▸ **ASSIGNED TASK**
What you return should match every entry, character for character.

Referring expression data
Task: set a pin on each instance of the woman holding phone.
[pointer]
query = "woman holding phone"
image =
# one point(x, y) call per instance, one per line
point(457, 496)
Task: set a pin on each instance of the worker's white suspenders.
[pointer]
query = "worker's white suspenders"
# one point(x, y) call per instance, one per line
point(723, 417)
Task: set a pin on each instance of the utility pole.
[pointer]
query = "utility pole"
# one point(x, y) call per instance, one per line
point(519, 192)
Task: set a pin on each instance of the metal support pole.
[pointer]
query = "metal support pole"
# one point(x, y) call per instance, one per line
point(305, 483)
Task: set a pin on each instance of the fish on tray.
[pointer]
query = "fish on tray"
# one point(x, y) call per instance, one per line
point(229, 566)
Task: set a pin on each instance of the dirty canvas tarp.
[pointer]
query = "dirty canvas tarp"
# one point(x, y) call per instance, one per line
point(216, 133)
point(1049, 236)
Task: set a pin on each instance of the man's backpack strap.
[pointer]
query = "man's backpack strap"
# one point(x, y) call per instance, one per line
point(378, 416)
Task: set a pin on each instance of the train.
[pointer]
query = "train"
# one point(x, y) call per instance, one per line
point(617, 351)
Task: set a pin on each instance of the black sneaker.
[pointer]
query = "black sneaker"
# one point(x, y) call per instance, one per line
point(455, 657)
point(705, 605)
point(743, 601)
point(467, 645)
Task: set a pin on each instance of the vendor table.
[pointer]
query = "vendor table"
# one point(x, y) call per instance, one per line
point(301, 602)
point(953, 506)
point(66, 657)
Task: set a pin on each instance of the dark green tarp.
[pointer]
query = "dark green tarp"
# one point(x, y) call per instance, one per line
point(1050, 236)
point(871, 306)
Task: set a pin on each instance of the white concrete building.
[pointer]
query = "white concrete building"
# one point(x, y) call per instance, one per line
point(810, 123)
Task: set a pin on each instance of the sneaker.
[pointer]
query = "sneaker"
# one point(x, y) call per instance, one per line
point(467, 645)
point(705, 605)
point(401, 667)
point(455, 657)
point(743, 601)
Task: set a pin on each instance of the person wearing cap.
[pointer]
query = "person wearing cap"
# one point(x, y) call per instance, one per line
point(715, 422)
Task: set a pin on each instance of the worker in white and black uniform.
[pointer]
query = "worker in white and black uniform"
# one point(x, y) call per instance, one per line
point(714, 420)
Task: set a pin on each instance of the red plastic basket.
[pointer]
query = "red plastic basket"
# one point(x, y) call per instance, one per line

▸ **RESPONSE BELOW**
Task: set a pin on each instance of the woman holding phone.
[pointer]
query = "woman holding phone"
image =
# one point(x, y) call per instance, one per line
point(457, 496)
Task: set a pin on each instance of the worker's white suspenders.
[pointer]
query = "worker's white suspenders"
# one point(x, y) call per instance, one per line
point(723, 417)
Task: set a pin on each instance of the utility pole.
[pointer]
query = "utility pole"
# one point(x, y) call per instance, one per line
point(519, 192)
Task: set a pin on each instance of the metal support pole.
[pointer]
query = "metal support pole"
# one point(x, y) call per instance, one per line
point(305, 483)
Task: set a pin on each instance of the fish on tray.
[pointer]
query = "fish on tray"
# one point(x, y) call per instance, one per line
point(229, 566)
Task: set a pin on each instance of the dirty canvas tarp.
[pointer]
query = "dirty canvas tarp"
# one point(x, y) call per instance, one per line
point(216, 133)
point(1049, 236)
Task: set a pin on each instance of the man's backpack strap.
[pointer]
query = "man's backpack strap"
# one point(x, y) call per instance, one per line
point(378, 416)
Task: set a pin on each instance of the train.
[pointer]
query = "train"
# one point(x, y) call per instance, one per line
point(617, 351)
Task: set a pin on each instance of the black sneaker.
[pointer]
query = "black sneaker"
# one point(x, y) call per instance, one per line
point(455, 657)
point(705, 605)
point(743, 601)
point(467, 645)
Task: set a pin on each instance of the vendor table.
[pointer]
query = "vendor table"
# one point(x, y) call per instance, one per line
point(301, 602)
point(953, 506)
point(66, 657)
Task: set a pin on each instance of the dark green tarp.
[pointer]
query = "dark green tarp"
# one point(x, y) call per instance, one per line
point(1050, 236)
point(871, 306)
Task: set a pin on each instance of the white concrete building.
[pointer]
query = "white concrete building"
# one point(x, y) call per instance, one per line
point(810, 123)
Task: set a pin on each instance of the sneaker.
[pointer]
query = "sneaker"
# one point(x, y) call per instance, one per line
point(467, 645)
point(705, 605)
point(401, 667)
point(455, 657)
point(743, 601)
Task: set a pin on each instance of the person wearing cap.
[pointer]
query = "person wearing cap"
# one point(x, y) call per instance, one per line
point(715, 422)
Task: set a pin on each instance of the worker in white and black uniform.
[pointer]
query = "worker in white and black uniform"
# one point(x, y) call per instance, one per line
point(714, 420)
Task: set a pin on each instance of the red plastic basket.
[pointer]
query = "red plastic basket"
# one point(x, y) call per instance, one per line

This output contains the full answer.